----- Excerpted text -----
First, Let’s Define The Word ... “Rich”

Rich Coach Broke Coach Excerpt
Copyright © 2024 by Bart Smith
Reprinted by Permission

For starters, the term “rich” has many definitions. More specifically, this is how I would define ... “Rich Coach!”

✦ Abounding in valuable and highly useful resources ...

✦ Possessing an abundance in coaching skills and knowledge

✦ Able to offer great value or worth to a coaching client …

✦ Brimming in desirable personal characteristics or qualities

✦ Expressing deep, strong and vivid support and guidance

✦ Sounding confident, self-assured, full and mellow in tone

✦ Producing and/or yielding abundance in client results …

✦ Able to provide abundant information for their clients …

THAT'S what defines a RICH COACH! What do you think?

Once you develop the above “rich” qualities you increase your chances of becoming “rich” (as a coach) and “affluent” in every sense of the word (generous amount of monthly income with a high standard of living and perhaps even social prestige, etc.)

Qualities Of A “Rich Coach” 

Having defined the word “rich,” allow me to share with you my definition of what makes a rich coach! With rich coach characteristics, one can’t truly become “rich” or “affluent” without following some of the protocol recommended here. A rich coach must have a visual strategy and provide a structure that continually enhances your abilities to respond effectively to various situations so your business becomes a rich success! 

Profitable Niche & Original Content

This is a BIG ONE! A “rich coach” is someone who does not rely on other people’s content (or success) to make their own. Rather, rich coaches have taken adequate time to develop their own “original content,” within a profitable niche, to help their clients get the specific results they aspire to. 

This (original) content, developed within a profitable niche, is translated, not only into “coaching services,” but often in print via books, eBooks, workbooks, audio recorded products, seminars, workshops, webinars, tele-seminars, home study courses, classes, and more. Content is KING! So, the more (original) content you can create, the more successful you’ll be at becoming a “rich coach!”

Solid Coaching Skills

A rich coach is armed with the essential coaching skills and tools to keep their clients on track and reaching their targeted goals. You’ll learn many of these essential coaching skills inside this book.

Extremely Resourceful 

A rich coach is continually learning and building his/her knowledge base of resources. Rich coaches know that in order to increase the probability of their clients achieving the results they seek, a rich coach must have the information and the resources (in addition to content and skills) to help their clients reach attainable goals. 

Highly Efficient

A rich coach is also extremely efficient in his/her own business and can serve as a model for clients. For example, a rich coach does not waste time giving away free sessions, nor do they focus just building a one-on-one coaching practice. Oh, no! Rich coaches have a bigger and broader range of view ...
----- Record excerpts -----
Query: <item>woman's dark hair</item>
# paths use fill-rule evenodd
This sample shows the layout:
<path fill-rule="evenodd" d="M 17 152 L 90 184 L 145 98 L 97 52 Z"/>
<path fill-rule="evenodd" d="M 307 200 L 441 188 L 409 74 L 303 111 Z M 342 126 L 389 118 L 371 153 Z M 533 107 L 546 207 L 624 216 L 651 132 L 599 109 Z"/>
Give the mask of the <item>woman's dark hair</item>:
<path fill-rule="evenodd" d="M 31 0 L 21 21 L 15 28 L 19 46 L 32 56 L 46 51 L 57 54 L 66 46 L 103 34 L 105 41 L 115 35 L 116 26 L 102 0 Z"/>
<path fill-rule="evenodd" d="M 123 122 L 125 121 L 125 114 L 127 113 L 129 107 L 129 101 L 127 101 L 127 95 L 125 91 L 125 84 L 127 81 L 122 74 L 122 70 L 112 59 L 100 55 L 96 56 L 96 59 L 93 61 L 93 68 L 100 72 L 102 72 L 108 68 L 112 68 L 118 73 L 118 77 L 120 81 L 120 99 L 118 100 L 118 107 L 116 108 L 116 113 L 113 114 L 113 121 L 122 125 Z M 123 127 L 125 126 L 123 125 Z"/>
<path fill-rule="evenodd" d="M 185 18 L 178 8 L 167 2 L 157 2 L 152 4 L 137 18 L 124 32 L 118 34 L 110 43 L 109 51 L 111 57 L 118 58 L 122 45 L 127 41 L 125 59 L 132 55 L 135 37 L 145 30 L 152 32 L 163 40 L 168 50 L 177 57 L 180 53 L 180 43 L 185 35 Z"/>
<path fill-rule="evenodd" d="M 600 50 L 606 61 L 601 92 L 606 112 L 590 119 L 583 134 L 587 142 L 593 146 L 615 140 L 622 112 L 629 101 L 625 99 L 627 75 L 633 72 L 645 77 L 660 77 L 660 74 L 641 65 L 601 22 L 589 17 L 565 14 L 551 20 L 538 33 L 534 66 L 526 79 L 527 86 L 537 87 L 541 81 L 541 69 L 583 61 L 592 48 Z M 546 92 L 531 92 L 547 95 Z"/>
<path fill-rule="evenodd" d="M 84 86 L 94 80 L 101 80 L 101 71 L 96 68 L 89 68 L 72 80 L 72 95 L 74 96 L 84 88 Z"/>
-----
Given task 1 ▸
Answer these about the excerpt on rich coaches:
(a) Who holds the copyright, and for what year?
(b) In the section on profitable niche and original content, what is called "KING"?
(c) In the section headed "Highly Efficient," what does a rich coach not waste time giving away?
Given task 2 ▸
Reproduce the part of the excerpt on rich coaches starting with "Having defined the" and going on through "a rich success!".
Given task 3 ▸
Carry on the excerpt on rich coaches from the point where it stops.

Final result 1 ▸
(a) Bart Smith, 2024
(b) Content
(c) Free sessions

Final result 2 ▸
Having defined the word “rich,” allow me to share with you my definition of what makes a rich coach! With rich coach characteristics, one can’t truly become “rich” or “affluent” without following some of the protocol recommended here. A rich coach must have a visual strategy and provide a structure that continually enhances your abilities to respond effectively to various situations so your business becomes a rich success!

Final result 3 ▸
Visionary 

A rich coach is also a visionary, living a life the way he/she sees fit, creating a precise business model that best serves the clients and a business that yields the kind of financial return associated with those coaches that have built coaching empires by offering practical and profitable products and services and not just the typical one-on-one coaching business so many “broke coaches” fall victim to.

Mission Driven

What’s more, a rich coach is mission-driven to help others, make a difference in the world they live in and perhaps leave a mark on society and all they come in contact with. Finding, securing and developing die-hard passion for what you do, makes a possibility of becoming a rich coach extremely achievable.

Master Of Marketing 

A rich coach knows how to market coaching services and to find committed coaching clients without the laborious and tedious process of giving away billable hours via free sessions. Moreover, marketing is the name of the game when it comes to making or breaking your coaching business. Rich coaches are masters at marketing and self-promotion.

Internet Savvy

Rich coaches are Internet savvy! They have a customized website and eMail address where clients and potential clients can learn more about their products/services. They also know how powerful audio and video can be for promoting their coaching services and selling books and tickets online for seminars and workshops. 

Rich coaches also have a shopping cart (to sell products online from their website) and they utilize online marketing tools like autoresponders, opt-in boxes, ad-trackers and may even boast an affiliate program on their site so they can benefit from the sales and promotional efforts of others that are spreading the word about their coaching products/services worldwide. Rich coaches also have their own eZine (or online newsletter) to stay in contact with their client base plus prospective client. 

Author 

A rich coach is usually an author of at least one book or ready to publish book! Why? Rich coaches know that writing books can bring about high levels of instant credibility, exposure to their expertise and above all, passive income not to mention radio stations and TV show hosts that feed on authors. 

Authors are regarded as today’s leading experts. Coaches who write books are seen as instantaneous experts worthy of high levels of recognition and exposure that could generate any number of potential new clients! [Rich Coach Tip: BECOME AN AUTHOR! NO EXCUSES!]Product Creator 

A rich coach doesn’t rely on coaching clients, especially one-on-one, alone to generate their income. The rich coach sets time aside to create a variety of products (both physical and digital) in the form of books, eBooks, audio products and home study courses, because they know selling products is one sure-fire way a rich coach actually gets rich ... from coaching!

Speaker / Speaking 

A rich coach is also a speaker, because he/she knows that public speaking can expose coaching services to large groups of people at one time. A coach can usually count on 2–25 people following a presentation to approach you with questions such as, “Do you coach privately? What are your fees?” 

Rich coaches also know that speaking generates product sales, and registration sales to seminars, classes and/or workshops that they might be promoting. In addition, speaking begets more speaking opportunities. Speaking is worth the time and energy and rich coaches know it! 

Seminars/Classes/Workshops 

A rich coach doesn’t rely on one-on-one coaching or even selling products to build income. Rich coaches know that to increase their hourly rate (or coaching package fee) they must offer their services to GROUPS of people. This can be done visually via seminars, by telephone via tele-seminars, over the Internet via webinars or through eMail in the form of eClasses. 

Either way, teaching and coaching large groups of people can be convenient whatever the venue and financially lucrative. Coaching many people at one time can generate a worthwhile income. And, that’s what rich coaches do.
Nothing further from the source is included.